● Task brief
Copy the data below in full, exactly as it appears.

____________________

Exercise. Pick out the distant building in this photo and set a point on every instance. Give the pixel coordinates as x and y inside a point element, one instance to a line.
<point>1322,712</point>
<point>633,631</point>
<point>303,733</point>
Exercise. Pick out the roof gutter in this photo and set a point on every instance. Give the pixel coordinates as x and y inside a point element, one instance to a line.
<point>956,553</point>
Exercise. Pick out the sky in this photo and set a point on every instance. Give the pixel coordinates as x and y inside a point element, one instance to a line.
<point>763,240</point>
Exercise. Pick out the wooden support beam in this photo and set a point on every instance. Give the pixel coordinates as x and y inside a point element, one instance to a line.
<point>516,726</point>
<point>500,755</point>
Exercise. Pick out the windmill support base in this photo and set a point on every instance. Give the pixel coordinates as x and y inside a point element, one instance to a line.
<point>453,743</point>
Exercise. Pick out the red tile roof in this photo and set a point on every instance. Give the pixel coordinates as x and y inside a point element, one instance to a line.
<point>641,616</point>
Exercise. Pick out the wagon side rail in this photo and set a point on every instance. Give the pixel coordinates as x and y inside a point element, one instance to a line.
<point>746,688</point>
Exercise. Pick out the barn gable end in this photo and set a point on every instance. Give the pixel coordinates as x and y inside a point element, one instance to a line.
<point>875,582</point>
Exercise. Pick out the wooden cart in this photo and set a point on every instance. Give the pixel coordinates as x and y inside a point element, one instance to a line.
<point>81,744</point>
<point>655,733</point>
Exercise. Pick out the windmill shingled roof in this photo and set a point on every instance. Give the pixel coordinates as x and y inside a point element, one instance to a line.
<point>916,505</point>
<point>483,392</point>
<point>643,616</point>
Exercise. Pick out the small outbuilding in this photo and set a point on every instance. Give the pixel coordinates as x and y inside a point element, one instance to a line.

____________________

● Solution below
Exercise. Pick out the distant building in this photo and set a point on every instance. Give the pixel coordinates as x and y inside a point element, one instance to a line.
<point>1322,712</point>
<point>633,631</point>
<point>303,733</point>
Exercise. Pick out the roof gutter in this photo and set a point on every instance. Give the pixel coordinates as x and y inside a point element, one instance to a line.
<point>956,553</point>
Exercise. Pick out the sky in this photo and set a point on every instance. Give the pixel coordinates as x and y inside a point element, one instance to a line.
<point>763,240</point>
Exercise. Pick out the wooden support beam in this photo and set a point on every instance. Give the pixel coordinates as x and y inside a point element, one instance to a line.
<point>516,726</point>
<point>500,755</point>
Exercise. Pick out the windmill support base in this photo and set a point on every instance. Give the pixel coordinates as x and y inside a point element, one instance to a line.
<point>453,743</point>
Exercise. Pick out the red tile roof in this photo and set a point on every instance. Give the pixel coordinates as x and y inside a point element, one instance to a line.
<point>641,616</point>
Exercise. Pick out the wagon side rail in this photo and set a point on every instance. Give the pixel coordinates as x and y inside a point element, one instance to a line.
<point>746,688</point>
Exercise. Pick out the barn gable end in this photo and set a point on every instance. Give the pixel coordinates as x and y inside a point element, one instance to a line.
<point>875,582</point>
Exercise. Pick out the wooden cart in this photo and set a point on every instance. Give the pixel coordinates as x and y inside a point element, one instance to a line.
<point>81,744</point>
<point>655,733</point>
Exercise. Pick out the windmill shingled roof in this photo and set a point on every instance. Give the pixel coordinates as x and y inside a point element, one instance to a line.
<point>916,505</point>
<point>483,392</point>
<point>643,616</point>
Exercise. Pick out the small outbuilding in this photo and set a point on every instance. Give the pixel coordinates as x and y inside a point element, one instance to a line.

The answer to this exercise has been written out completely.